Saved data entries:
#####

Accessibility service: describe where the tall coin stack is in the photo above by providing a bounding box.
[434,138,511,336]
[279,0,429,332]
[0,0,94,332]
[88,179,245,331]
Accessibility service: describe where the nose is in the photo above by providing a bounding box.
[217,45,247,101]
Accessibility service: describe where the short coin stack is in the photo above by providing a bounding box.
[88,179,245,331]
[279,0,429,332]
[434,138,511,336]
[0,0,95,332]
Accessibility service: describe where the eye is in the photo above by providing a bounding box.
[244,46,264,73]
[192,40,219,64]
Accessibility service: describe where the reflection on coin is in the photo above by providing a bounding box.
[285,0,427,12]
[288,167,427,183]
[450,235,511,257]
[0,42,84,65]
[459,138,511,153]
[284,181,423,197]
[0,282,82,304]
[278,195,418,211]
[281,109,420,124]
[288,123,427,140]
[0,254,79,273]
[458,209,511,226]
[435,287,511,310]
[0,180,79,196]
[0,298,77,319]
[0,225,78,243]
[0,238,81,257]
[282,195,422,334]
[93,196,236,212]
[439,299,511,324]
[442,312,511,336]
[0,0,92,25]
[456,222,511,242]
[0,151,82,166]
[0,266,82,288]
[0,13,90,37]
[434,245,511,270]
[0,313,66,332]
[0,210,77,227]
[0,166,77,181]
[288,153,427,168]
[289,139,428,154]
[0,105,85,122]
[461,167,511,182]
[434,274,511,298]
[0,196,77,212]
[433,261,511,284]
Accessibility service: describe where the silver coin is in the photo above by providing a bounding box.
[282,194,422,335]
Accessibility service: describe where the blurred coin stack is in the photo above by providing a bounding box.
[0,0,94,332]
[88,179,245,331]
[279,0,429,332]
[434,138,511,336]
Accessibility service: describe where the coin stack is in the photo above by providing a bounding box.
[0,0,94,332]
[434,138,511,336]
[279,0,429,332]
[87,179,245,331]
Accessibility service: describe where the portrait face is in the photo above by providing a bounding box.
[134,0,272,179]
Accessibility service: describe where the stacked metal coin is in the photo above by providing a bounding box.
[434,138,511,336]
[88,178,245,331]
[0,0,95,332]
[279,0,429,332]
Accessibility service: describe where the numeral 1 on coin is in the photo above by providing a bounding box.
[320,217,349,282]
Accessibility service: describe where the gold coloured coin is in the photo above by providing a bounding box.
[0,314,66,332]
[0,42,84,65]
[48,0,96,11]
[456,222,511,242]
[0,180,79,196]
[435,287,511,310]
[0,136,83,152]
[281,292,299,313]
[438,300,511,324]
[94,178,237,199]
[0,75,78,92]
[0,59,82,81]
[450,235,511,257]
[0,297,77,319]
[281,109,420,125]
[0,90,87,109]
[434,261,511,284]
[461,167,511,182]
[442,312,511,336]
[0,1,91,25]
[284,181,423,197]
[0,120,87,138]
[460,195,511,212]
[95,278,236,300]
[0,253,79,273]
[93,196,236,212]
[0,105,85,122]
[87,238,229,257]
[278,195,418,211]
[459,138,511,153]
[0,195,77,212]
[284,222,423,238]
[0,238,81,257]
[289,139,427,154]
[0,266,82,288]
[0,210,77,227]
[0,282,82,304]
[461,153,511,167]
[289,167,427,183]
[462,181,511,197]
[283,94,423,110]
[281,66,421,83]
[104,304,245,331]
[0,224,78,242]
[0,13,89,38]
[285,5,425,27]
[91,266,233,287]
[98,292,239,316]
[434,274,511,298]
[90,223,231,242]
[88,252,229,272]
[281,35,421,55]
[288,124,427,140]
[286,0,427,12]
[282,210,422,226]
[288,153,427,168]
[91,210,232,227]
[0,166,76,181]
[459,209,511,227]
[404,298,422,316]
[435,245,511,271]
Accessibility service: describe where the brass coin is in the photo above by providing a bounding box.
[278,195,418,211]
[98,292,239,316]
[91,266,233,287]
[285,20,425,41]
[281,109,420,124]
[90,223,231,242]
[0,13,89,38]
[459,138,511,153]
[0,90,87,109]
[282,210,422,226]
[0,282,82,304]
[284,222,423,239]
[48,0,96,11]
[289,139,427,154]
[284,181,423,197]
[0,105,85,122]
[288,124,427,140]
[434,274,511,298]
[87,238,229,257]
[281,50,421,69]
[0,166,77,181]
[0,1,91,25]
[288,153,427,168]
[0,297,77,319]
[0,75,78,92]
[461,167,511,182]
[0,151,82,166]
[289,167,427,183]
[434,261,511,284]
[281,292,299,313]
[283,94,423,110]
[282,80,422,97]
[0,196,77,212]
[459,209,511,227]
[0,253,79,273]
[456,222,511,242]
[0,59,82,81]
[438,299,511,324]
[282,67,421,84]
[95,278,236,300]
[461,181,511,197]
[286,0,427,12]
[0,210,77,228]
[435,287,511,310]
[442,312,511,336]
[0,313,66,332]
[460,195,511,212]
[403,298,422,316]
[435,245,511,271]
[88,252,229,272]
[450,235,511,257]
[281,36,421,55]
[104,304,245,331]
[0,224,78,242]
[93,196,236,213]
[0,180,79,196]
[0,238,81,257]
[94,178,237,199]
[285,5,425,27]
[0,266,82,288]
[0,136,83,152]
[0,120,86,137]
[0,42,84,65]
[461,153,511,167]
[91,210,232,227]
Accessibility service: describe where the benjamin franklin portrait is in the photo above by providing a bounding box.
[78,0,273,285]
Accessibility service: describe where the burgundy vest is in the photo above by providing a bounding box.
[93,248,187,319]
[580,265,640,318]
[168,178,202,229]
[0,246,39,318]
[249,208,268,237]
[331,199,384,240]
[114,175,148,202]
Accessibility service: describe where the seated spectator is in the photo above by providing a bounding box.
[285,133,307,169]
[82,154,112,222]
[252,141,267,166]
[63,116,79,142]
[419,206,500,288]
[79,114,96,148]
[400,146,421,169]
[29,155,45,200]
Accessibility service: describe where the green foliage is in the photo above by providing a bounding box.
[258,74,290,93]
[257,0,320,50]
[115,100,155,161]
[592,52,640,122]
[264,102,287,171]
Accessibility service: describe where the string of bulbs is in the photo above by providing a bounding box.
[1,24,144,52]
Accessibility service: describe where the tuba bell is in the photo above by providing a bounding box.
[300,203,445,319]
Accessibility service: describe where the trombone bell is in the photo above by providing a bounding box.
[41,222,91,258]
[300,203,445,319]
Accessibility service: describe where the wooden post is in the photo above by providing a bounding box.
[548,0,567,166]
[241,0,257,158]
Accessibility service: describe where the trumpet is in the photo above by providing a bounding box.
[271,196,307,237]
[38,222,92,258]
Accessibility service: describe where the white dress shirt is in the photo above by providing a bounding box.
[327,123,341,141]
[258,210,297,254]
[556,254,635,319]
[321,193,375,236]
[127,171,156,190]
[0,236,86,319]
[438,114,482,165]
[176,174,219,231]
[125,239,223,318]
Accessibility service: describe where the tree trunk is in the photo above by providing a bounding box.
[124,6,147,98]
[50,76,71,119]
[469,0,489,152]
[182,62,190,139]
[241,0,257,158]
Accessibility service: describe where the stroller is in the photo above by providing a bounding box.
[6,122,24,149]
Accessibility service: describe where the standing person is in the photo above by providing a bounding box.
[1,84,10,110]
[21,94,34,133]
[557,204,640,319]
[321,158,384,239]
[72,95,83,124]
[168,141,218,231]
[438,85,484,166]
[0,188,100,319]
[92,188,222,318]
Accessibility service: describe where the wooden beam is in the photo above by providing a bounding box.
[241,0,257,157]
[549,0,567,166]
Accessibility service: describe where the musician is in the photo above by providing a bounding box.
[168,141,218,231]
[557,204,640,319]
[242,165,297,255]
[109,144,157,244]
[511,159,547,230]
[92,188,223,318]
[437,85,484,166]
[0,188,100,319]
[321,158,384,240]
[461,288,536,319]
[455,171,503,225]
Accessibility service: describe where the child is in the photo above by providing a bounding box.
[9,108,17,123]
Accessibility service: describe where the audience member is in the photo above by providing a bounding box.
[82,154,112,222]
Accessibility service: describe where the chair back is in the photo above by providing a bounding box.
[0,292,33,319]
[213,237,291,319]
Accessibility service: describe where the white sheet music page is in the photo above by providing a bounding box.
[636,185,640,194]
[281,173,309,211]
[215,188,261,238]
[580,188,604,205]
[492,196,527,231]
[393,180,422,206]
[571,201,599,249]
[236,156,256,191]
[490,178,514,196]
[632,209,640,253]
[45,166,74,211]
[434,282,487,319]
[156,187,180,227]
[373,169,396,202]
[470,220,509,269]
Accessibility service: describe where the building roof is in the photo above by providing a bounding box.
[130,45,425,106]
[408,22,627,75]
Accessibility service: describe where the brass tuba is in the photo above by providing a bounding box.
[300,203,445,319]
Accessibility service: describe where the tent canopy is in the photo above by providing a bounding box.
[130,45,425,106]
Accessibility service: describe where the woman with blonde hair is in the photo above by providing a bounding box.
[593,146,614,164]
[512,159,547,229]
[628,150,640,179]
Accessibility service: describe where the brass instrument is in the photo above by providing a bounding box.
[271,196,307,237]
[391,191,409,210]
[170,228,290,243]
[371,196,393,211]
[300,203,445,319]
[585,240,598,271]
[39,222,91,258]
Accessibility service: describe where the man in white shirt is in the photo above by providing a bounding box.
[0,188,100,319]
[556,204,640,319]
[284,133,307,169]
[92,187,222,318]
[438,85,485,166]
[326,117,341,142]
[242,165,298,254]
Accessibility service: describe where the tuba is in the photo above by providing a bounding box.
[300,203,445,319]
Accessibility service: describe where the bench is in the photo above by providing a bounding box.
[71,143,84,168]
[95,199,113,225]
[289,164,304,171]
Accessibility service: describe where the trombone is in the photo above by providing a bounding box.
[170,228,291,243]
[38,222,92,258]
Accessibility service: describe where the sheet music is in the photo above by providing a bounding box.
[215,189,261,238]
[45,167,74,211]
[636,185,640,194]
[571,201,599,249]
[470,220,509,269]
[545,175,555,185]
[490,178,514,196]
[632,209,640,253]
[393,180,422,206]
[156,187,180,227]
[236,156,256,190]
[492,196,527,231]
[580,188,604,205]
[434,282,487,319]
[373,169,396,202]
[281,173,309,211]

#####

Activity
Retype, exactly as written, each line from the one that has "Accessibility service: describe where the tuba is" to the bottom of the entries above, and include both of those lines.

Task result
Accessibility service: describe where the tuba is in the photo above by providing a bounding box.
[300,203,445,319]
Accessibility service: describe where the bench is in the photo above by providing a bounding box.
[71,143,84,168]
[95,199,113,225]
[289,164,304,171]
Accessibility service: describe where the trombone is in the photo above by providing a bounding box.
[170,228,291,243]
[38,222,92,258]
Accessibility service: describe where the sheet music is in the photo above by providing a bounding box.
[215,189,261,238]
[45,167,74,211]
[636,185,640,194]
[571,201,599,249]
[470,220,509,269]
[545,175,555,185]
[490,178,514,196]
[632,209,640,253]
[393,180,422,206]
[156,187,180,227]
[236,156,256,190]
[492,196,527,231]
[580,188,604,205]
[434,282,487,319]
[373,169,396,202]
[281,173,309,211]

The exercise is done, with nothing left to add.